## DIRECTION A
In the blog post about processing XML on the Web, what reason does the commenter give for calling it a great relief to work with the current version of the input system? Answer in one to three sentences.

## READING PASSAGE
## BEGIN

These bug reports in combination with a couple more issues I’ve had to deal with while writing  code to process RSS feeds in RSS Bandit has givn me my inspiration for my next Extreme XML column. I suspect there’s a lot of mileage that can be obtained from an article that dives deep into the various issues one deals with while processing XML on the Web (DTDs, proxies, cookies, SSL, unexpected markup, etc) which uses RSS as the concrete example. Any of the readers of my column care to comment on whether they’d like to see such an article and if so what they’d want to see covered?


Comments (3)

  1. Real World XML sounds good

    I’m not exactly a regular reader though. I liked the C-omega article though

    and passed it round the office. C-omega: I definitely need something like that,

    but it’s a little hard to explain to other people why.

    Tenuously linked anecdote from my last project…

    I needed to take some input XML and transform it to pseudo-XML while interacting with

    a database.

    Input XML can have about 40 different structures, called "templates". It’s produced

    by string manipulation in code, so it’s not guaranteed to fit any DTD. Example: it splits

    bunches of text into tags called line1, line2 etc depending on the length of text, with no upper limit.

    It’s a great relief to work with this version of the input system, since it checks for

    well-formed-ness. In the previous version, if a data entry guy typed in a quote or something

    the XML wasn’t even well-formed.

    The input system developers think I’m being totally anal even by insisting on well-formed XML. XML is just

    text, right?

    Ah, life in the real world…

## END

## THE DATA

## BEGIN

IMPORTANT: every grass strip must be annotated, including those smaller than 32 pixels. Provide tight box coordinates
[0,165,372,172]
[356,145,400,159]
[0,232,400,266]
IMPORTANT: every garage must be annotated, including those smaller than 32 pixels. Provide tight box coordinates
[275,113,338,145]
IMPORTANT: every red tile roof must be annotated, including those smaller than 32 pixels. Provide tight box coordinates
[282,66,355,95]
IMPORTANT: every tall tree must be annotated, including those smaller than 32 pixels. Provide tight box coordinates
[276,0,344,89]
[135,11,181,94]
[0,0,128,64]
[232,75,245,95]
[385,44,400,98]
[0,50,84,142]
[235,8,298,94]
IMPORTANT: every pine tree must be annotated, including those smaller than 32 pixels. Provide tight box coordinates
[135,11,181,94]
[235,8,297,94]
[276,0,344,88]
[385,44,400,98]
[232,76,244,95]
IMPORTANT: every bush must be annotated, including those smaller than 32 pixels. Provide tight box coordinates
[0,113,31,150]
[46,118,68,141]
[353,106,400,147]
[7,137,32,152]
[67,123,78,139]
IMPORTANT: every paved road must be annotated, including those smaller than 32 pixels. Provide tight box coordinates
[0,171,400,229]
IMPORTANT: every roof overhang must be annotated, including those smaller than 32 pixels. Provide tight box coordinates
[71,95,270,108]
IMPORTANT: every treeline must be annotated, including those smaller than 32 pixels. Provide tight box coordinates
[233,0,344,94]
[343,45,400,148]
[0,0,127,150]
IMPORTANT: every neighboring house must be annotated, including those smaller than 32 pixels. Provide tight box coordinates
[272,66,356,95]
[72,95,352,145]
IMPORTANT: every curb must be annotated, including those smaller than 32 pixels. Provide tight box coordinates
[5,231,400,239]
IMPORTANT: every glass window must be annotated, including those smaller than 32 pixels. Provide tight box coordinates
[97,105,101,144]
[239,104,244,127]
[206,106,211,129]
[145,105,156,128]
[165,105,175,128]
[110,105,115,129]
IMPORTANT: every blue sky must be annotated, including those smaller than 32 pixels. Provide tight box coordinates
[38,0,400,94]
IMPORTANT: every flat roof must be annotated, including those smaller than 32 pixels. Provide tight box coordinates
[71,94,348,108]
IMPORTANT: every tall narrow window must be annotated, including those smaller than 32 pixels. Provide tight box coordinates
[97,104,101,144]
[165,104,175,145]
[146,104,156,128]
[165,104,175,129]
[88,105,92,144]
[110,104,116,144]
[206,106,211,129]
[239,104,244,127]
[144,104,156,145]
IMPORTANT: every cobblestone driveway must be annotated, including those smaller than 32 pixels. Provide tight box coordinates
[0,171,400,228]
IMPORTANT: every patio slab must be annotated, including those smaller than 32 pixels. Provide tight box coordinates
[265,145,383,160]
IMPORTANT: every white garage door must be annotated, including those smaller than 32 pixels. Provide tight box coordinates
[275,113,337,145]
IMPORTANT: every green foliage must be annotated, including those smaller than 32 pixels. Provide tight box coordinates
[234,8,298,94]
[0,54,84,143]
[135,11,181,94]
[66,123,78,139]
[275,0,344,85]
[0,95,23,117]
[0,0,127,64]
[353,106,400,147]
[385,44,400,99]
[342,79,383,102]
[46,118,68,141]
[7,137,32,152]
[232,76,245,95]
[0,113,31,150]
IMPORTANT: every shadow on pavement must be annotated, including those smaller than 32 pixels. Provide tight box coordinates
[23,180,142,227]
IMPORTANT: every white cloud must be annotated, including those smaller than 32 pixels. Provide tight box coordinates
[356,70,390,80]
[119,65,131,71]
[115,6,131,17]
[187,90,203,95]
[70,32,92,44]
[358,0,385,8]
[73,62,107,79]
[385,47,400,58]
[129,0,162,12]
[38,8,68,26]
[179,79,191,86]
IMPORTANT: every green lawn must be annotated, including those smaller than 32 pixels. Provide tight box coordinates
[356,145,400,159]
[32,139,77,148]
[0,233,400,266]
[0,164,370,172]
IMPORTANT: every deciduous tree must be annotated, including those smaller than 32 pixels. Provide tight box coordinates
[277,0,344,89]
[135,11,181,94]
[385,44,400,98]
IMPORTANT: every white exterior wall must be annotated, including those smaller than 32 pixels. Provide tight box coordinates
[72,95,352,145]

## END

## DIRECTION B
Extract the lines of the records from the line holding "IMPORTANT: every white exterior" through the end of the records, inclusive.

## EXERCISE OUTPUT A
The current input system checks that the XML is well-formed. In the previous version, a data entry worker who typed a quote or a similar character could leave the XML not even well-formed.

## EXERCISE OUTPUT B
IMPORTANT: every white exterior wall must be annotated, including those smaller than 32 pixels. Provide tight box coordinates
[72,95,352,145]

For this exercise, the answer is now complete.